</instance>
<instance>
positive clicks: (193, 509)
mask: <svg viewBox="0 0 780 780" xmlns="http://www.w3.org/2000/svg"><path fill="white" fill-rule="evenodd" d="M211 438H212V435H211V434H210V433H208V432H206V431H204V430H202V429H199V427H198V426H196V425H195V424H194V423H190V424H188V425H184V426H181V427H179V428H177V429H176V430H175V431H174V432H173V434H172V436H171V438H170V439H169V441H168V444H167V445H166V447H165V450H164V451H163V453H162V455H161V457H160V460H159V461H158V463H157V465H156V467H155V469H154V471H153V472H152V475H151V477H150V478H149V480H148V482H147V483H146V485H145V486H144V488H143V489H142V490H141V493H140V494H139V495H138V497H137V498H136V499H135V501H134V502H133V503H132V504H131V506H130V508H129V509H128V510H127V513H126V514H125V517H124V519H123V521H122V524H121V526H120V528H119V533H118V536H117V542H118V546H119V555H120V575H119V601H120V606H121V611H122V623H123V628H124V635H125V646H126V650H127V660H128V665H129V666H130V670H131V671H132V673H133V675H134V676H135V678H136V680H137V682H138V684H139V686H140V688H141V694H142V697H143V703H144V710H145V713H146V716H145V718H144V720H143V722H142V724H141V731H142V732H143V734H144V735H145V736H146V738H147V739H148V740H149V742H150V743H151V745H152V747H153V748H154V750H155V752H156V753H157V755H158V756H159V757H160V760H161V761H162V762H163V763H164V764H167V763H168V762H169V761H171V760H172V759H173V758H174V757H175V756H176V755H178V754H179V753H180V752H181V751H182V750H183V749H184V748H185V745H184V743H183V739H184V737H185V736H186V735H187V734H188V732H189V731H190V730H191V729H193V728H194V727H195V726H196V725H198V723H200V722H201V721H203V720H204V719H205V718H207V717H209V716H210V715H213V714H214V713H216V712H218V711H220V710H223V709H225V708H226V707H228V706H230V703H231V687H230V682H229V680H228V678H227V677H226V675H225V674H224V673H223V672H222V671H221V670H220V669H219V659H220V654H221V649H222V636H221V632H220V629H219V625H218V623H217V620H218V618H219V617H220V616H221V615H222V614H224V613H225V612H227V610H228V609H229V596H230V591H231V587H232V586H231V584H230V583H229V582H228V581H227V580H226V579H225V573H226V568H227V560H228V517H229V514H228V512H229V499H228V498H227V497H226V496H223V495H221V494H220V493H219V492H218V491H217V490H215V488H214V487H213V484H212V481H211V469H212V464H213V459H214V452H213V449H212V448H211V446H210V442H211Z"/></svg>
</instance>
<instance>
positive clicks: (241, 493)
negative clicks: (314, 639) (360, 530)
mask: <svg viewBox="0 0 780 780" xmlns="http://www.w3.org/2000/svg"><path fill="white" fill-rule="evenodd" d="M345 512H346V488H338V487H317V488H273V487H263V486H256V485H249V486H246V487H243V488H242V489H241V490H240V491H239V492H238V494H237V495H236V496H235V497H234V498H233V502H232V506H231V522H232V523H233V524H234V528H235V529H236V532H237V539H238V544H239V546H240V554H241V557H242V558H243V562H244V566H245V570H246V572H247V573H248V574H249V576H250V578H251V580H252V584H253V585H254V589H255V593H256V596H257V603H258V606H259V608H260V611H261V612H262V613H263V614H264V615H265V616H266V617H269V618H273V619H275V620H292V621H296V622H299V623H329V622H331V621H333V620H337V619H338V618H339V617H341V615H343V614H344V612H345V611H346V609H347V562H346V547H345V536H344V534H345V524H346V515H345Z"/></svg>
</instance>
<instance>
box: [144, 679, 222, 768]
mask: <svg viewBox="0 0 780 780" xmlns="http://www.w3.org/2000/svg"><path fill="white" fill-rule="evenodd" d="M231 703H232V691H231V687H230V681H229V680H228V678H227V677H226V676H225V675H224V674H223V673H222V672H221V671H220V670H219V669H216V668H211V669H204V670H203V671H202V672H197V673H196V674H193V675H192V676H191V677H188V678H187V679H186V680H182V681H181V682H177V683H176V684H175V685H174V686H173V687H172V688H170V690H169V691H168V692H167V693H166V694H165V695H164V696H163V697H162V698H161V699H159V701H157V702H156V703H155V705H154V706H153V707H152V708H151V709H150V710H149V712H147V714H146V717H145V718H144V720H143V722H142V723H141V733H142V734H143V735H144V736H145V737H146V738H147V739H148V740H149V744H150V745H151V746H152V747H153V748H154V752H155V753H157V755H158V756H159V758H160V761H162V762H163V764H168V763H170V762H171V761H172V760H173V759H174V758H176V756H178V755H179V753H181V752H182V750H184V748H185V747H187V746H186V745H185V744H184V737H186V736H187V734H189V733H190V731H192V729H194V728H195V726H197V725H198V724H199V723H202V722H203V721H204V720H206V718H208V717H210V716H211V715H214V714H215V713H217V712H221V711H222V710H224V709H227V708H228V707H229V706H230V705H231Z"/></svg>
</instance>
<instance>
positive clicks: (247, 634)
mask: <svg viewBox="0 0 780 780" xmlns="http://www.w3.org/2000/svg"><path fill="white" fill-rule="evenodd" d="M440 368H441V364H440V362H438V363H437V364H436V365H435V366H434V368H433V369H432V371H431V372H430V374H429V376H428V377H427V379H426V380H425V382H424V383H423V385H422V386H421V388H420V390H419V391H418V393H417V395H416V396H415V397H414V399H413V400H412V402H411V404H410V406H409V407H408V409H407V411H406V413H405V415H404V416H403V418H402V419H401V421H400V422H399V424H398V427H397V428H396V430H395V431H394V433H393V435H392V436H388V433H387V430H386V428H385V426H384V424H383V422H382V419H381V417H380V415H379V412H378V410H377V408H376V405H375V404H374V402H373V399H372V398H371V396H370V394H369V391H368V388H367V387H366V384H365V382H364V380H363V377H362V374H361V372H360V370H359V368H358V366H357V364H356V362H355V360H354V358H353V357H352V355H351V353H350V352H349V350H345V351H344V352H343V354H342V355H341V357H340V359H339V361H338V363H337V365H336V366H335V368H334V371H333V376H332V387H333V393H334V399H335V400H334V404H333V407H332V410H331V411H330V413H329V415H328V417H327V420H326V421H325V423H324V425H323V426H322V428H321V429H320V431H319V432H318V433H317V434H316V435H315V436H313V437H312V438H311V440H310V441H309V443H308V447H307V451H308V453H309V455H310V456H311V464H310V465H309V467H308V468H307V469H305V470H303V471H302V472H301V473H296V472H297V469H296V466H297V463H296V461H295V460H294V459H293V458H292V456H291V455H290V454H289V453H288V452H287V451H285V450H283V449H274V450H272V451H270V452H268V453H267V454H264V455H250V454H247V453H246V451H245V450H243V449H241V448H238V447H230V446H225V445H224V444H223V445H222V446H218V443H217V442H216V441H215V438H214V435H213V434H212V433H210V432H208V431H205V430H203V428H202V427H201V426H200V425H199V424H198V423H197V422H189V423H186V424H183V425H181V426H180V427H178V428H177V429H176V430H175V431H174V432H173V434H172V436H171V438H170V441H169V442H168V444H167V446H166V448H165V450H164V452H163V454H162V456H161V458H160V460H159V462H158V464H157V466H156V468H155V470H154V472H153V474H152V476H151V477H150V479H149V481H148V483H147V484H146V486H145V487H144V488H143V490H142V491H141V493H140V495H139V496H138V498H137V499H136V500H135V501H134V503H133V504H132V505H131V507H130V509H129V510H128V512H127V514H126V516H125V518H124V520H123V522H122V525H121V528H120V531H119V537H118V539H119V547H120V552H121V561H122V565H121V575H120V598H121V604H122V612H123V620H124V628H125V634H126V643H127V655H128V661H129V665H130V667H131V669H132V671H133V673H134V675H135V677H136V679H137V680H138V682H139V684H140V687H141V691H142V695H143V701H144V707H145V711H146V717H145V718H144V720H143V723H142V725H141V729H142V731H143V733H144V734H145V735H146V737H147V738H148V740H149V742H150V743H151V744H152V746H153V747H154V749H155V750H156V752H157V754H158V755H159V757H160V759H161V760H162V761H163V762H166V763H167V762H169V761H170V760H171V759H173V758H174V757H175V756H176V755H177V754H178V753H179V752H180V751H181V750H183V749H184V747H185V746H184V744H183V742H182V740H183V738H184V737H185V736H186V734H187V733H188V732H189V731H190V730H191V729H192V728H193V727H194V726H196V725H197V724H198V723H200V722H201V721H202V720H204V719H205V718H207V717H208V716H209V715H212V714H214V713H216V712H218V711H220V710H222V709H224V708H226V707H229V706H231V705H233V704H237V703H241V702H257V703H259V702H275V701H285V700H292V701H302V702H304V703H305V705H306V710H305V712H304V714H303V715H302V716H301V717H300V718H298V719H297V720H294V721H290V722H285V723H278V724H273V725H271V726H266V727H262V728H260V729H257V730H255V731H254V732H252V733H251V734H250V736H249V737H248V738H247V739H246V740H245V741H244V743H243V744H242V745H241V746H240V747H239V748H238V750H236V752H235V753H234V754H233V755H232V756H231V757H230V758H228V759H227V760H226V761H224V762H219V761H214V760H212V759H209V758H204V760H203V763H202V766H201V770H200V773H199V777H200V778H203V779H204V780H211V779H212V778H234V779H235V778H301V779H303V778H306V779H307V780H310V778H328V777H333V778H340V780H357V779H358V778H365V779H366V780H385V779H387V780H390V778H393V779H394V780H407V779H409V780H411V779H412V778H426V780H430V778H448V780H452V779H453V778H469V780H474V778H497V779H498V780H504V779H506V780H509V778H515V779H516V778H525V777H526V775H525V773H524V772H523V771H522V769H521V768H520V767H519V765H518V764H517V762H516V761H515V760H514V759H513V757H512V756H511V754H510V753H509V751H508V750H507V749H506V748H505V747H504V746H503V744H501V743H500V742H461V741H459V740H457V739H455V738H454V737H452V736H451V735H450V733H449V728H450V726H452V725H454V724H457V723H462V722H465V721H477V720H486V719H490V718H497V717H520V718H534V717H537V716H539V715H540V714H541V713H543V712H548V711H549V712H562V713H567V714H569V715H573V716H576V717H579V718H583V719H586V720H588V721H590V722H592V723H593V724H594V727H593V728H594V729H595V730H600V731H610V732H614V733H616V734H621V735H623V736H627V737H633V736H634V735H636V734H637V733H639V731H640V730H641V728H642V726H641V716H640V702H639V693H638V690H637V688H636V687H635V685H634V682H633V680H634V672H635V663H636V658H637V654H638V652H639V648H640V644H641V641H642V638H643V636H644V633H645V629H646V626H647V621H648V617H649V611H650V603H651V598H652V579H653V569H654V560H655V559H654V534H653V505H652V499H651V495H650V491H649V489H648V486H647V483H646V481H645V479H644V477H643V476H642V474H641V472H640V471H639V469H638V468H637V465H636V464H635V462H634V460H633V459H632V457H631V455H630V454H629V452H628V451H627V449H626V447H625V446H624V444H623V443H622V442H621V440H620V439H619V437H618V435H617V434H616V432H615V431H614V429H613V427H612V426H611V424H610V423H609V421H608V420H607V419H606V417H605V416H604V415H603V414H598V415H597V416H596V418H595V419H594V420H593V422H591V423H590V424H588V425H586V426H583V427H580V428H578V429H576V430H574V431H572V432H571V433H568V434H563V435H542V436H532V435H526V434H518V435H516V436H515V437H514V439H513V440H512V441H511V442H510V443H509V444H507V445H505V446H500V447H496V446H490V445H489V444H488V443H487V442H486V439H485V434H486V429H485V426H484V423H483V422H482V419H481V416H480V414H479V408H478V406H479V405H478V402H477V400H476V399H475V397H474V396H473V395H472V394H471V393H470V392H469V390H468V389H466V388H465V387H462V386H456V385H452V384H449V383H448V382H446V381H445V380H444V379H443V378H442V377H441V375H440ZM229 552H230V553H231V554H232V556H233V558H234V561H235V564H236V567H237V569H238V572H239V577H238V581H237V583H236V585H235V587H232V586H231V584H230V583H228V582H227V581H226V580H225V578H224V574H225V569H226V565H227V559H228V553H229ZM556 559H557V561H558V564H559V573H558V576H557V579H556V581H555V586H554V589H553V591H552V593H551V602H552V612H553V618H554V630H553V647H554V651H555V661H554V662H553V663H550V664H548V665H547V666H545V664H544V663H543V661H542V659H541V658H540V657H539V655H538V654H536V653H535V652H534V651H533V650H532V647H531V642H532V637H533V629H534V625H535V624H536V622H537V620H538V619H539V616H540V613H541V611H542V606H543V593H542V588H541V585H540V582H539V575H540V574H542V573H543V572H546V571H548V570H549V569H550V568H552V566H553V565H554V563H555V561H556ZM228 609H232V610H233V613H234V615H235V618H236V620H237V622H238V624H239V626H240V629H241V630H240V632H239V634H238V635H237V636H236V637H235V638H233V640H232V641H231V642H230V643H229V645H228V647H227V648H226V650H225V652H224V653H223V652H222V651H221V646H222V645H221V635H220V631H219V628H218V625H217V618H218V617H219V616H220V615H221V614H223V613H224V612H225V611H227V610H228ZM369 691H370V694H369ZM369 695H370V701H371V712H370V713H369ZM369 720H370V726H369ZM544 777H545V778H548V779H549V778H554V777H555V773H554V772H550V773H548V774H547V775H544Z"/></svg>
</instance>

........

## [ABOUT THIS EXERCISE]
Go through the data and show every line where "positive" occurs.

## [OUTPUT]
positive clicks: (193, 509)
positive clicks: (241, 493)
positive clicks: (247, 634)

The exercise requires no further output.